====== Given entries ======
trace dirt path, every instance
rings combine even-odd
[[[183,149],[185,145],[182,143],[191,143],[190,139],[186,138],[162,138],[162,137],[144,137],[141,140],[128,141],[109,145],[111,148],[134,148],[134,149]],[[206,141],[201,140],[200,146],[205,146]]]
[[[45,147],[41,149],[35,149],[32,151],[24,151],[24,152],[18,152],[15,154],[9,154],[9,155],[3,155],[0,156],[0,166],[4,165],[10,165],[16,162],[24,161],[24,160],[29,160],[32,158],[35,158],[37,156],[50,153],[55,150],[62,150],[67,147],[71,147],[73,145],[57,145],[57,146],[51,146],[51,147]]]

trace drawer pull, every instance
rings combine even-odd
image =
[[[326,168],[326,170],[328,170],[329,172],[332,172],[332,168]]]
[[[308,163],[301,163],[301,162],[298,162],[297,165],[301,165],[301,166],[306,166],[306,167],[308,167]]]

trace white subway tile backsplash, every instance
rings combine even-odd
======
====== Given entries ======
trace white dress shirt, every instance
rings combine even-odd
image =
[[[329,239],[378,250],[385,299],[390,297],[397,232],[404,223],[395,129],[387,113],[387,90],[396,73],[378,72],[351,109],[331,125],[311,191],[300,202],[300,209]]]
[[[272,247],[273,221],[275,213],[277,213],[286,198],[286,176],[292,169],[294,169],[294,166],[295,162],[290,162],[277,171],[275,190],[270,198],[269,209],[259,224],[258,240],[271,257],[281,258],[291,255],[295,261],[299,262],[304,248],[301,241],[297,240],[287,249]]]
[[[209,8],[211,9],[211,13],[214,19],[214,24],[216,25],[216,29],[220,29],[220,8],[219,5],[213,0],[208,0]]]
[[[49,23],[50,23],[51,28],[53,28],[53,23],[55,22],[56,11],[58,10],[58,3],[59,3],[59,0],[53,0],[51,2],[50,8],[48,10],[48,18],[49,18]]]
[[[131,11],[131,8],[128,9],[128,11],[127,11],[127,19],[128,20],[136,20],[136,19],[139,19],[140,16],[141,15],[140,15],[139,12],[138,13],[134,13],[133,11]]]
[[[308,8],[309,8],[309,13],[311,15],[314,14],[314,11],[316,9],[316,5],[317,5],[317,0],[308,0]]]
======
Your assignment: Scan the entries for the word "every". Report each line that has it.

Reply to the task:
trace dirt path, every instance
trace drawer pull, every instance
trace white subway tile backsplash, every instance
trace white dress shirt, every instance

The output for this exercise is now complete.